-- WHAT IS BEING ASKED --
Please update the post on inflation between "Rising prices will" and "time is different?", inclusive, so that "central bank" stands in place of "Federal Reserve".

-- READING TEXT --
=======

What?  Like you clowns weren’t going to just post your own links. TPTB gave me editing access so I’m taking over this fucking place and ruling it like the shrieking harpy I am.

Bitches!

Here’s a bit of an oldie, but a goodie.  Sort of like me.

Rising prices will get worse before they get better. Russia’s invasion of Ukraine has caused the prices of oil, wheat and other commodities to soar. Official measures of the cost of shelter don’t yet fully reflect last year’s surge in the cost of newly rented apartments. So there’s still a lot of inflation in the pipeline.

The Federal Reserve, however, believes that high inflation will be a temporary phenomenon. Furthermore, the Fed believes that it can bring inflation down relatively painlessly, that it can achieve a so-called soft landing.

But doesn’t this fly in the face of history? After all, the last time America had to bring high inflation under control, during the 1980s, the cost was immense. The unemployment rate rose to 10.8 percent and didn’t get back to 1979 levels until 1987. Are there good reasons to believe that this time is different?

Because Yellen was dogpilled in the 90’s by a Shit Zoo, and Powell is a fucking idiot?

There are. The landing probably won’t be as soft as the Fed envisions, but this time disinflation shouldn’t, or needn’t, be an extremely painful process.

=======

[Some items]
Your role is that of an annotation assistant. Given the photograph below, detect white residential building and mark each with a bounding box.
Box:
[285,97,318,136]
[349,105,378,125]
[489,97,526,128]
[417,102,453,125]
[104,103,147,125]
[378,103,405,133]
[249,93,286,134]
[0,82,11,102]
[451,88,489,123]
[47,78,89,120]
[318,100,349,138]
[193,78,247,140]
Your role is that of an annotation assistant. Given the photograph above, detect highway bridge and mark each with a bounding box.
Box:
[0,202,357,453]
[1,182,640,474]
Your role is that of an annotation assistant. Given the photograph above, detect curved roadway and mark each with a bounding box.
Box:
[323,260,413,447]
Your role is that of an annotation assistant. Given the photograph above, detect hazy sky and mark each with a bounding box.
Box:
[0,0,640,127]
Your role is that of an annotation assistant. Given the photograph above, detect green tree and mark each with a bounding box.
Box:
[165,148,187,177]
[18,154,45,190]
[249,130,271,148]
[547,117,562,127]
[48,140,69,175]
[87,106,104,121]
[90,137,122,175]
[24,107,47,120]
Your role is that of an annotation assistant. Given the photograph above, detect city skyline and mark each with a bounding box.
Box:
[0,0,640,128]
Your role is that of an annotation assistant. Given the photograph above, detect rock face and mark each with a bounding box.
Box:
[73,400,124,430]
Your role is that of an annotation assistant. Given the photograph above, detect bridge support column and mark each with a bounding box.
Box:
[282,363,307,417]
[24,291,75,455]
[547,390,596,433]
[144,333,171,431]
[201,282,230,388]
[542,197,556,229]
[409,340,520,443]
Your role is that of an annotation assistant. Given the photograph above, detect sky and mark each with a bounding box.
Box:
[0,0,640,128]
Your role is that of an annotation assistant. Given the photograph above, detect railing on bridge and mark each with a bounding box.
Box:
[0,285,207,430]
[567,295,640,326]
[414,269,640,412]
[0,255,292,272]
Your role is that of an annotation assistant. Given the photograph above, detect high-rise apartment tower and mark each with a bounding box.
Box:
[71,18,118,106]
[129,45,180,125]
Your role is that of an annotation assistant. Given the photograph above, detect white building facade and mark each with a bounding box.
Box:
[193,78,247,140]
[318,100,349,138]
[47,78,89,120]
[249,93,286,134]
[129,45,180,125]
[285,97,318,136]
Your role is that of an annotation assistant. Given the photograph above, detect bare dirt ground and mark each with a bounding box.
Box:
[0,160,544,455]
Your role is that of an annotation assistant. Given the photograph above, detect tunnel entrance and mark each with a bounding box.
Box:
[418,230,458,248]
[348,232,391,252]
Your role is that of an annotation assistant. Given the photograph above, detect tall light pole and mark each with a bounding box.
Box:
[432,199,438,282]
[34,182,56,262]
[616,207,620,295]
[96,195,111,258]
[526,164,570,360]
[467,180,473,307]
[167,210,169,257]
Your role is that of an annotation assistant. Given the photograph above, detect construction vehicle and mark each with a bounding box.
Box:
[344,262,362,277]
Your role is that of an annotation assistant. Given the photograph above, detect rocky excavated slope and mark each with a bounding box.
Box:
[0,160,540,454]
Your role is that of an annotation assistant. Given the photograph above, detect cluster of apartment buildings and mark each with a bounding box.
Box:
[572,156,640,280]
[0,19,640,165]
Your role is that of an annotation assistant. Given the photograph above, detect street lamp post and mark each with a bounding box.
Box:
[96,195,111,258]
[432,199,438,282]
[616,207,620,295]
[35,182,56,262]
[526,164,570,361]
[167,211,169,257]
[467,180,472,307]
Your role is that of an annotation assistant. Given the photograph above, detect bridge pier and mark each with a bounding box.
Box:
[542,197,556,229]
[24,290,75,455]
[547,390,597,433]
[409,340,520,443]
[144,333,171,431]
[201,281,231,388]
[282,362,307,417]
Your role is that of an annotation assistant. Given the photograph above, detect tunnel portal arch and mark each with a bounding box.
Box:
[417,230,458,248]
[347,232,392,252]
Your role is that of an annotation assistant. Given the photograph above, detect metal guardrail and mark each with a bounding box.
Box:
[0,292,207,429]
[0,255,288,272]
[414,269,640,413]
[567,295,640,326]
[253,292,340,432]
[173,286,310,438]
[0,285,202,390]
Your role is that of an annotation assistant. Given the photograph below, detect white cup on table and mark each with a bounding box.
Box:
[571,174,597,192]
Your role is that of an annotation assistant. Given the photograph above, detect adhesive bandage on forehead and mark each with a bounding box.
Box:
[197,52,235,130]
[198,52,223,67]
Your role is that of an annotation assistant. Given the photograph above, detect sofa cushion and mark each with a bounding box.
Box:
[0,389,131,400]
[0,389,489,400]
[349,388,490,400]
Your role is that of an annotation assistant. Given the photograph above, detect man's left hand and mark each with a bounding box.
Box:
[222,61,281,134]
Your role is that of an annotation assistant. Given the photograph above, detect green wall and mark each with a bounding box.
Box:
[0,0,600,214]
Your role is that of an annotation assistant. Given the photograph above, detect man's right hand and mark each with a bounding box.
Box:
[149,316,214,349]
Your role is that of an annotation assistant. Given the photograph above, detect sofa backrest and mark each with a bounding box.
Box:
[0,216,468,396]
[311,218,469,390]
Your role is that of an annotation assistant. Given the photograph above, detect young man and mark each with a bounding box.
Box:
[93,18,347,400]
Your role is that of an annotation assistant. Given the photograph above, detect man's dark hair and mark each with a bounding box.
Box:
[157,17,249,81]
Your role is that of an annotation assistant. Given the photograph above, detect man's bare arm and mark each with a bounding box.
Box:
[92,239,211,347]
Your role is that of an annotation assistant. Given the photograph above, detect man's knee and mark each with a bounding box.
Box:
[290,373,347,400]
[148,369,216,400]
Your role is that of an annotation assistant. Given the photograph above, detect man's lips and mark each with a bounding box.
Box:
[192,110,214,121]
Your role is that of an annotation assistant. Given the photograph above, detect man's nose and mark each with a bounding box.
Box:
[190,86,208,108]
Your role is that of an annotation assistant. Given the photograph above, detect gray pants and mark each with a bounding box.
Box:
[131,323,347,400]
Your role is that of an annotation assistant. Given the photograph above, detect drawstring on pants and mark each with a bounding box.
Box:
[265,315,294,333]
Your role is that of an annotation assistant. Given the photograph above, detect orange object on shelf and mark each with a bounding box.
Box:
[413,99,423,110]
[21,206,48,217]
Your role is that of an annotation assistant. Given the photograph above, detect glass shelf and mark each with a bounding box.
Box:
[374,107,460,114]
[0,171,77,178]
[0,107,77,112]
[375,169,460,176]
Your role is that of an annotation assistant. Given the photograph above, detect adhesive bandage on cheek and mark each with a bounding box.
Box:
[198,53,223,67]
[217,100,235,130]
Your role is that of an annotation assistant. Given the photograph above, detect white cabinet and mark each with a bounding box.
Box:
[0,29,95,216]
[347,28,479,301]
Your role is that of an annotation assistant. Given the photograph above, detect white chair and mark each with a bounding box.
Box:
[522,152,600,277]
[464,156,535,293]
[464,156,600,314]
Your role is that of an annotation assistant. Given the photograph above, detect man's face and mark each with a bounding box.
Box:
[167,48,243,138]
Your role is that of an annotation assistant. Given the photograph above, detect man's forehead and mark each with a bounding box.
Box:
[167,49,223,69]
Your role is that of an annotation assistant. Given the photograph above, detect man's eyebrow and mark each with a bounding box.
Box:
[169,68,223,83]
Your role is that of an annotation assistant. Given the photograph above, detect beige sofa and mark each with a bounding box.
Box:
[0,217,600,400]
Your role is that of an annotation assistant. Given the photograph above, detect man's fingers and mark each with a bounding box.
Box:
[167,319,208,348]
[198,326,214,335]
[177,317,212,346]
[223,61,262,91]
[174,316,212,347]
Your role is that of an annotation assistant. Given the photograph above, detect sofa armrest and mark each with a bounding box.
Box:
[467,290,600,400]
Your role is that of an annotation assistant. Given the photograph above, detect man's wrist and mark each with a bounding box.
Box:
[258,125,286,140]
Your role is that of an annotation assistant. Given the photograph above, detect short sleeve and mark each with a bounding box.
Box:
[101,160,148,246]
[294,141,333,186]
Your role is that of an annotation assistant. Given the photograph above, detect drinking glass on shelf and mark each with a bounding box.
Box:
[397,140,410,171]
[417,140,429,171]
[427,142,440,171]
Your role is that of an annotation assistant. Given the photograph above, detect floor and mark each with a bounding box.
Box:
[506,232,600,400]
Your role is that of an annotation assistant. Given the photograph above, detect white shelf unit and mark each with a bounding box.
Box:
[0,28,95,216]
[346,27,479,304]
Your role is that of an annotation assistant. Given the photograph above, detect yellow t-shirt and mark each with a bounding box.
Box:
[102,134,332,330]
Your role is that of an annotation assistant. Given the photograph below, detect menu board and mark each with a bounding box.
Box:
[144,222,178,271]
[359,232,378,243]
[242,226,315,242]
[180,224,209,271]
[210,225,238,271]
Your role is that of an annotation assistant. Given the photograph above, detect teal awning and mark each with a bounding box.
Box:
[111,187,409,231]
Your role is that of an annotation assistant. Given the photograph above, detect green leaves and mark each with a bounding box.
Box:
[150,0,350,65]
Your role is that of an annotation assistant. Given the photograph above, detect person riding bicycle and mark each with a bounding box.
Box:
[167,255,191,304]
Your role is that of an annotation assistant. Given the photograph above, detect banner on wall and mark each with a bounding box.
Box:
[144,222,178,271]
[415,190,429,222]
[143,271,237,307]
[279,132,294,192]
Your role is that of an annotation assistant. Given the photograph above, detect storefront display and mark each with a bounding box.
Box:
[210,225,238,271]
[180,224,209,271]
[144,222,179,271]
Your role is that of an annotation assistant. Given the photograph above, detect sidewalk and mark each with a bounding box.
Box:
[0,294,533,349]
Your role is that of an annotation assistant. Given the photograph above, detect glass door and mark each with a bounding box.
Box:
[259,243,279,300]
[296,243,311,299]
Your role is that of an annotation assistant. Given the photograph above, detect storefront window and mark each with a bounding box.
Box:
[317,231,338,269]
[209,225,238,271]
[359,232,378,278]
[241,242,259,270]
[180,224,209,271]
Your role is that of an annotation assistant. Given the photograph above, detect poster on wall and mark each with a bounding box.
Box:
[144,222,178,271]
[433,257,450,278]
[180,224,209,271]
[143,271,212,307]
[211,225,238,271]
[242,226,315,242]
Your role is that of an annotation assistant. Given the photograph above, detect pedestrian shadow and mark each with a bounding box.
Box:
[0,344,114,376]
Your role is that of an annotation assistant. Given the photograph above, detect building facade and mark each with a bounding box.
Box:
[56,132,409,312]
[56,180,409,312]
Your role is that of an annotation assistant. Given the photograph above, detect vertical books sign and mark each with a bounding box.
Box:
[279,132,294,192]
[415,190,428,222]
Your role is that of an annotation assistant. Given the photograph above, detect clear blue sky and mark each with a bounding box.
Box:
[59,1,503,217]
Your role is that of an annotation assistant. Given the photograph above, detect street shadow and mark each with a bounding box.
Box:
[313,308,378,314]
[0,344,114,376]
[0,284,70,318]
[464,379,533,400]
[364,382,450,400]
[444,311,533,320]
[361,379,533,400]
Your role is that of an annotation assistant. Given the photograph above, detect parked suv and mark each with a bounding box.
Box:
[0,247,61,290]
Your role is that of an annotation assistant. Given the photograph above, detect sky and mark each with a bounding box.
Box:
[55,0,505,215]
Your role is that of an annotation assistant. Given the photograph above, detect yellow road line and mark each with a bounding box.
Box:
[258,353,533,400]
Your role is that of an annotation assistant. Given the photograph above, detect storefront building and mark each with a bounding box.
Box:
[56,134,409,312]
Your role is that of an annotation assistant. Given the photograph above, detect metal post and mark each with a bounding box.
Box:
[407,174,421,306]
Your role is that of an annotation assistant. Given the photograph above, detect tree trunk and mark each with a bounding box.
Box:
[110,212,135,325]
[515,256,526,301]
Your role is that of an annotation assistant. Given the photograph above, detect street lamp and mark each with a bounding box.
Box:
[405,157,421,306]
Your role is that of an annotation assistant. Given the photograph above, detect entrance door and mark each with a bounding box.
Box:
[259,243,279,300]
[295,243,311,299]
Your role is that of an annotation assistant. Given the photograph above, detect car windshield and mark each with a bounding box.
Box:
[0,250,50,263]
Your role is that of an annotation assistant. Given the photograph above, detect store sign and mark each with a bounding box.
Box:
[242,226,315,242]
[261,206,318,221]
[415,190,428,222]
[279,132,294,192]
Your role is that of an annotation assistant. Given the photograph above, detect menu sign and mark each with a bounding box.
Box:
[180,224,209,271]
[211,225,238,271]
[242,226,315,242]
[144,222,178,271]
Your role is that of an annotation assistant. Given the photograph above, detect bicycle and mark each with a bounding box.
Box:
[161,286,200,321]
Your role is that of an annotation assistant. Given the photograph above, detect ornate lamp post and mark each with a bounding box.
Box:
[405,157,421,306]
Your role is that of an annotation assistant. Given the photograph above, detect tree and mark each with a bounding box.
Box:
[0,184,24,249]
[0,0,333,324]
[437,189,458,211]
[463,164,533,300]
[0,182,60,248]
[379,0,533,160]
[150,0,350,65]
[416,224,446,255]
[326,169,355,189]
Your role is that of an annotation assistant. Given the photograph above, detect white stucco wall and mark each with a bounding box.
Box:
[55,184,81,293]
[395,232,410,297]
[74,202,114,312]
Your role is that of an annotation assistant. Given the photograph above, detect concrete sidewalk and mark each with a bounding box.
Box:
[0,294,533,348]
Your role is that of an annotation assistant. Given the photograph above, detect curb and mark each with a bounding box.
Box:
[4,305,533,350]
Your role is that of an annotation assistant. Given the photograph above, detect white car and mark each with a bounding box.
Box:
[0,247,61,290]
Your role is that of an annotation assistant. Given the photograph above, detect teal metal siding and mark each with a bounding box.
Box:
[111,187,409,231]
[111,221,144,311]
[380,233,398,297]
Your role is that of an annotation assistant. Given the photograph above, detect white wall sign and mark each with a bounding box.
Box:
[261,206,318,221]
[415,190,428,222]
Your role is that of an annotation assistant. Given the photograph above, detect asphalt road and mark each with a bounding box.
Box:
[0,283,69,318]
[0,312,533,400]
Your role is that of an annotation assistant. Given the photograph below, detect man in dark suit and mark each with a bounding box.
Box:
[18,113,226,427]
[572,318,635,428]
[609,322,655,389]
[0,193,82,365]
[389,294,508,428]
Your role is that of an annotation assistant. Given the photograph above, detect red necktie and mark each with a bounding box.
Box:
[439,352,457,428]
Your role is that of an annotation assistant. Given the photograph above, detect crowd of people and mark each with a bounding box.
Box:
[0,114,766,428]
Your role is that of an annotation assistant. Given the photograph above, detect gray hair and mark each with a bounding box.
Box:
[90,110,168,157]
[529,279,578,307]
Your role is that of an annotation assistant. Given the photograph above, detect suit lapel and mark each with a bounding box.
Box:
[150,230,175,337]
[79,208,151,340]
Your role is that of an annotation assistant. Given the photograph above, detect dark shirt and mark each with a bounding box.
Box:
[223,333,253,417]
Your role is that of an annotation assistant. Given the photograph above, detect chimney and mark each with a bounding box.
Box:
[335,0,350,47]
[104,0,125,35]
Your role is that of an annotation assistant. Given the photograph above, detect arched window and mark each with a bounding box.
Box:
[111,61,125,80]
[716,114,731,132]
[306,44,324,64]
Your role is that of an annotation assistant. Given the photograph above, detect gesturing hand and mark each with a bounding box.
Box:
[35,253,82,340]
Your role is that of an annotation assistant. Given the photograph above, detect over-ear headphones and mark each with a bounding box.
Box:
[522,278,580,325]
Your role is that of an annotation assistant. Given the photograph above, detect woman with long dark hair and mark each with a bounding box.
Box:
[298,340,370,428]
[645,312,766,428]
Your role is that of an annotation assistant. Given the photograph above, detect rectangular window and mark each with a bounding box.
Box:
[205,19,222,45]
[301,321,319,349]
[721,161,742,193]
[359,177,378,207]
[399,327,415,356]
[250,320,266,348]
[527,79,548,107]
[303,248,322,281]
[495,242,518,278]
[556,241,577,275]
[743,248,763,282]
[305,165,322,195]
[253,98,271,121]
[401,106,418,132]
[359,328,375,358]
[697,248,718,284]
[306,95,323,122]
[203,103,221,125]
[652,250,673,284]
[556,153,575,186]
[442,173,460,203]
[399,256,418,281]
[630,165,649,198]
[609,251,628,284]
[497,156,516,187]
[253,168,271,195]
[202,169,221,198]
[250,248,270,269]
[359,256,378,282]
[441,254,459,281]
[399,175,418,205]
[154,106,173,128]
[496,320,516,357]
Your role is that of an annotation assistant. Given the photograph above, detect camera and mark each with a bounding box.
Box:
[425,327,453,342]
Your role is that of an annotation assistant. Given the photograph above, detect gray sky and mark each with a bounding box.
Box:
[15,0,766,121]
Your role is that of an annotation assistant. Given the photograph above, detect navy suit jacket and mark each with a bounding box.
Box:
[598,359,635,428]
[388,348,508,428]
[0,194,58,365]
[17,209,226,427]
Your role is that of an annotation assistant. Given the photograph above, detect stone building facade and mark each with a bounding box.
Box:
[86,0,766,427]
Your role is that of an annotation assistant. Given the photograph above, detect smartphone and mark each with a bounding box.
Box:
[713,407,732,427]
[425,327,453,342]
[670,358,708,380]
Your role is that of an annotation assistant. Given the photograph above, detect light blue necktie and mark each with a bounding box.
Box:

=======

-- RESPONSE TO THIS EXERCISE --
Rising prices will get worse before they get better. Russia’s invasion of Ukraine has caused the prices of oil, wheat and other commodities to soar. Official measures of the cost of shelter don’t yet fully reflect last year’s surge in the cost of newly rented apartments. So there’s still a lot of inflation in the pipeline.

The central bank, however, believes that high inflation will be a temporary phenomenon. Furthermore, the Fed believes that it can bring inflation down relatively painlessly, that it can achieve a so-called soft landing.

But doesn’t this fly in the face of history? After all, the last time America had to bring high inflation under control, during the 1980s, the cost was immense. The unemployment rate rose to 10.8 percent and didn’t get back to 1979 levels until 1987. Are there good reasons to believe that this time is different?